### Objective
Copy the records below word for word, starting at their first line and ending at the line that contains "x=610 y=201".
+ + +
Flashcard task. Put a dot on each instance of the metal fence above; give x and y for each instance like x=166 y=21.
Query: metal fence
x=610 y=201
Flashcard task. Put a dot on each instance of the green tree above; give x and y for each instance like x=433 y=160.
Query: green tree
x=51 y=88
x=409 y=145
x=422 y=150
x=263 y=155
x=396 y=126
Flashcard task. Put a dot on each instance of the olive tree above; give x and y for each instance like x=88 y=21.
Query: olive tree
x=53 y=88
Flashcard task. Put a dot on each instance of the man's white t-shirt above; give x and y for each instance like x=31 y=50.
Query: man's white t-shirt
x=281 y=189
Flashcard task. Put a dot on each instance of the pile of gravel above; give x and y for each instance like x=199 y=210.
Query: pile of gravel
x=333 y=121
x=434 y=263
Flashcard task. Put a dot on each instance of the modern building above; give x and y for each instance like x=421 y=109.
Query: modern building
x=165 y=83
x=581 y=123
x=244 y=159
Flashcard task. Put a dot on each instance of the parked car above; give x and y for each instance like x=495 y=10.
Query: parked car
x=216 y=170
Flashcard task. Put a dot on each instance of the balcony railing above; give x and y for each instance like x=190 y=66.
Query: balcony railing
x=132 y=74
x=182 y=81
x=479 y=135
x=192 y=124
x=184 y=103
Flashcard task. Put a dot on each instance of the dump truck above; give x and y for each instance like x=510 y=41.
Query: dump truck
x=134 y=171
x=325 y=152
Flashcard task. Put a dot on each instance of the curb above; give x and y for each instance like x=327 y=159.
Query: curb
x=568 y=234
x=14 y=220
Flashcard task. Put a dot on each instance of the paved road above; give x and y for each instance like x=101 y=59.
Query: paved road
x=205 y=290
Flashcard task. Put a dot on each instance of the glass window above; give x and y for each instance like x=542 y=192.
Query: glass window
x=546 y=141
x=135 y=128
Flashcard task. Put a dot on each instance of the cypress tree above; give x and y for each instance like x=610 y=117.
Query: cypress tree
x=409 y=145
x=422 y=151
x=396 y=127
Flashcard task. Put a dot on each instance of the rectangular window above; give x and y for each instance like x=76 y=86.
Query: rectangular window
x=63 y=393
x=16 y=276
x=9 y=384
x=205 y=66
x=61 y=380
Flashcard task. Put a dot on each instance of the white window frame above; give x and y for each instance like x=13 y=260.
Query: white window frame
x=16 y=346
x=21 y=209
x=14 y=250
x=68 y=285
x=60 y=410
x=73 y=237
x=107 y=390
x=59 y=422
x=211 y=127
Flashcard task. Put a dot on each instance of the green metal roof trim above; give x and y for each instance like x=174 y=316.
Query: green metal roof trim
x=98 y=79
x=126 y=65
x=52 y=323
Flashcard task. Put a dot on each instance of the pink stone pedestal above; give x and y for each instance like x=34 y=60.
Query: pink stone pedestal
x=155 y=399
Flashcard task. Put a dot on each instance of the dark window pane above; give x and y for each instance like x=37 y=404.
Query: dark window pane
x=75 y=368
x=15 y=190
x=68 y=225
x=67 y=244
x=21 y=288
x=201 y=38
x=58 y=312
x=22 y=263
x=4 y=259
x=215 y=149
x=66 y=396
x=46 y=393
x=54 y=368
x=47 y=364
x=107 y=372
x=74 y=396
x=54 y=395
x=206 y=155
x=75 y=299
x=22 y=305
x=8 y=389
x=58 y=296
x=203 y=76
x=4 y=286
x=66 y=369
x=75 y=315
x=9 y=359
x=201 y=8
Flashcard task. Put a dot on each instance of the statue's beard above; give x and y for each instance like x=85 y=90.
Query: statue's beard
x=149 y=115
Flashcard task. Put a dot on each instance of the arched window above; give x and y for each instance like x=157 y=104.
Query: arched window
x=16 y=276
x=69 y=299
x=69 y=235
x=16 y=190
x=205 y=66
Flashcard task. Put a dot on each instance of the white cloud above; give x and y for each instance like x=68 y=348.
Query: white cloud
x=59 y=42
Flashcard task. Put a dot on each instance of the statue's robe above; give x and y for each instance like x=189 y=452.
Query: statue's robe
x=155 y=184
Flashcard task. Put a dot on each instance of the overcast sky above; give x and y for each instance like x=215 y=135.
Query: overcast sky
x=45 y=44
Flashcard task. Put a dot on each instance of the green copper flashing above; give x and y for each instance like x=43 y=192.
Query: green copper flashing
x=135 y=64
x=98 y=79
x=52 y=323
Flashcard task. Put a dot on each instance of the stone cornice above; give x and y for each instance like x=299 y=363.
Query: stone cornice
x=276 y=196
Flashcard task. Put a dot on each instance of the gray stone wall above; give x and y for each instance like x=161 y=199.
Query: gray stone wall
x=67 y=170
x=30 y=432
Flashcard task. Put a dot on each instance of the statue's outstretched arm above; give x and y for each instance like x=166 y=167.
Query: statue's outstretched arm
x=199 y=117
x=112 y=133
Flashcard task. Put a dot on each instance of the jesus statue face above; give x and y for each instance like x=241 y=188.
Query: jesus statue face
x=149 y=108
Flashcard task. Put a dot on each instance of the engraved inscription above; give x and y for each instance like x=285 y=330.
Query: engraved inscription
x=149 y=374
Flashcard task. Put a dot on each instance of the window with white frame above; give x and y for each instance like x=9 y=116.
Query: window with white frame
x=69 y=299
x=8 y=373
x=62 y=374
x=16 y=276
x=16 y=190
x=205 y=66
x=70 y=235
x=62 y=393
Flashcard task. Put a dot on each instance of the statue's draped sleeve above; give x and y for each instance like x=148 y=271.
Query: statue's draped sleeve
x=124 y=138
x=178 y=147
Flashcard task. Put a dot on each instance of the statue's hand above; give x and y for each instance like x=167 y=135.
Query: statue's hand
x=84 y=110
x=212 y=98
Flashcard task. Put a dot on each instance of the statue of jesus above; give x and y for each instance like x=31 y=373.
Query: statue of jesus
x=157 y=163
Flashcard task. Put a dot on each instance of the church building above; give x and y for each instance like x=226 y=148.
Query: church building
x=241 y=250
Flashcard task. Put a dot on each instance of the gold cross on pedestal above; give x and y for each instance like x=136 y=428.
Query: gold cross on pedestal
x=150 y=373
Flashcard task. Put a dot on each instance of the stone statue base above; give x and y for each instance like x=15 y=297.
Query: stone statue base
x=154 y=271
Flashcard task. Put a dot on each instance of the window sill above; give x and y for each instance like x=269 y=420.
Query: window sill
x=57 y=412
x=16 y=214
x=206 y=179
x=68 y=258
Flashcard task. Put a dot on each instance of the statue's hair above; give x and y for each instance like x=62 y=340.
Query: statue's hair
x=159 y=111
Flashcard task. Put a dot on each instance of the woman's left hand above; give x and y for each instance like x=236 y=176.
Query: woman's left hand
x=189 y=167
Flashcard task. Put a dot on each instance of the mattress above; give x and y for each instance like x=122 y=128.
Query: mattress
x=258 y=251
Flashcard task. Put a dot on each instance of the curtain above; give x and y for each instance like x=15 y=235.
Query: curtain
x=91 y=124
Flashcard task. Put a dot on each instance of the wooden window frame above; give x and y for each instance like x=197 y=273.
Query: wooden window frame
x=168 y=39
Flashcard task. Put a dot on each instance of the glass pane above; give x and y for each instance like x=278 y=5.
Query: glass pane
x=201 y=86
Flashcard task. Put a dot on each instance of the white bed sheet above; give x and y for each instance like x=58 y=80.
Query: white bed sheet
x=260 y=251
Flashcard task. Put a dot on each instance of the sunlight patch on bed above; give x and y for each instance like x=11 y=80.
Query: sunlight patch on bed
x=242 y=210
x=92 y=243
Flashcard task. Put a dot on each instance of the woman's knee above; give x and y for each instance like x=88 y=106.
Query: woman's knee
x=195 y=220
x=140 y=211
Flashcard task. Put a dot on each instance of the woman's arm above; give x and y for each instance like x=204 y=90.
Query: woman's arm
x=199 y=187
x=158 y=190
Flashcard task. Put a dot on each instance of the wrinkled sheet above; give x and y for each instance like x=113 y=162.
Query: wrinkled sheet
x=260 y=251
+ + +
### The response
Flashcard task. Put a dot on each instance of the metal fence above; give x and y for each instance like x=166 y=21.
Query: metal fence
x=610 y=201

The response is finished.